**HOW TO COMPLETE THIS TASK**. What you submit must be an exact copy of the listing below, with no images in it.

**EXTRACTED INFORMATION**.
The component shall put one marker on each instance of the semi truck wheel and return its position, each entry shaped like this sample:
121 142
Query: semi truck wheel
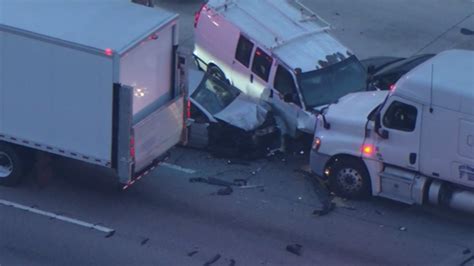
349 178
11 165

**RESULT OF THE TASK**.
The component shall put one marker on each instance of the semi truck wheel and return its position, each entry shaped like this sample:
121 142
Query: semi truck wheel
349 178
11 165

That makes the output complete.